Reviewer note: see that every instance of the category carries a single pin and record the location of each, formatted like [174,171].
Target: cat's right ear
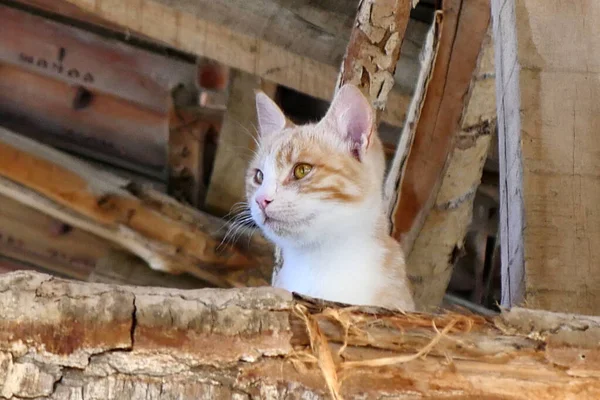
[270,117]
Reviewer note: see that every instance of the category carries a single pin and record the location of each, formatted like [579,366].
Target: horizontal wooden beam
[297,44]
[168,235]
[65,340]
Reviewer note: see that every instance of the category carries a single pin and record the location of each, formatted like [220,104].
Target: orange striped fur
[330,224]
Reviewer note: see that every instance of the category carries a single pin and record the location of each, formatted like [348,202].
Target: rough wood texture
[31,237]
[548,89]
[297,44]
[441,239]
[122,268]
[68,340]
[237,141]
[107,128]
[462,32]
[79,57]
[169,236]
[374,48]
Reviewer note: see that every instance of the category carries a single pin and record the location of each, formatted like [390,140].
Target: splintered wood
[297,44]
[167,235]
[374,48]
[69,340]
[438,163]
[548,68]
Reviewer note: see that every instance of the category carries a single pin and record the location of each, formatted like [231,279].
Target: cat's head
[312,181]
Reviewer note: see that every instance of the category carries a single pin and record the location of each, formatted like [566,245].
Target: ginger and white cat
[315,190]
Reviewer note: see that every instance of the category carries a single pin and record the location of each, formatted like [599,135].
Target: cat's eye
[301,170]
[258,177]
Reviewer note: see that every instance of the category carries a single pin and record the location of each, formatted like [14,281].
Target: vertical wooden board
[463,30]
[80,58]
[236,143]
[186,156]
[549,66]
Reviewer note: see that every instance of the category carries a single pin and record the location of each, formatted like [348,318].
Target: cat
[315,190]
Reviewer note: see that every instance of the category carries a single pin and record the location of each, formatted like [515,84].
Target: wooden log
[237,141]
[547,101]
[69,340]
[168,235]
[107,128]
[461,35]
[298,45]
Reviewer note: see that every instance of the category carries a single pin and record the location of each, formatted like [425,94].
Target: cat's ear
[353,116]
[270,117]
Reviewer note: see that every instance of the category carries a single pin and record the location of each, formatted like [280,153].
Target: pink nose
[263,201]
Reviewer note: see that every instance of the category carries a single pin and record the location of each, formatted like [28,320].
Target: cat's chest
[351,275]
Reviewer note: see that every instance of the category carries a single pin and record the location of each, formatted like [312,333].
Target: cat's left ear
[270,117]
[353,117]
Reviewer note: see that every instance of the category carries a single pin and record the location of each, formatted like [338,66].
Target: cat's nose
[263,201]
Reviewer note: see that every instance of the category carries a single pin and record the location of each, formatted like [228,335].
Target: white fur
[332,251]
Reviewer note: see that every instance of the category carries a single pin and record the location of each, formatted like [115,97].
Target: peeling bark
[374,48]
[96,341]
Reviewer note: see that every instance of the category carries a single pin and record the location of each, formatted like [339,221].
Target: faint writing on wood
[15,243]
[57,66]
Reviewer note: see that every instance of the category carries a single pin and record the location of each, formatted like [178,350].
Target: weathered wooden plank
[187,136]
[462,32]
[101,126]
[66,340]
[441,238]
[548,69]
[79,57]
[373,50]
[296,44]
[121,268]
[169,236]
[30,236]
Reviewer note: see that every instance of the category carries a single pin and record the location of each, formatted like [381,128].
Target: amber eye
[258,177]
[301,170]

┄┄┄┄┄┄┄┄┄┄

Required task:
Can you output the entries from the line containing "formatted like [339,221]." through the end of the entries as a two-column CSV with the headers label_text and points, one row per entry, with each field quoted and any line breaks replaced by spaces?

Task solution:
label_text,points
"Reviewer note: see that every instance of the category carries a single pin and record the location of each, formatted like [339,221]. Target: faint writing on wood","[15,243] [57,66]"
"Reviewer note: see that every instance of the category carries a single pin and record the location of each, formatted like [178,350]. Target: weathered wooden plank","[187,136] [462,32] [101,126] [66,340] [441,238] [548,69] [79,57] [373,50] [296,44] [121,268] [169,236] [30,236]"
"Reviewer note: see that every instance of the category carries a single pin and record the location of each, formatted like [381,128]. Target: amber eye","[258,177] [301,170]"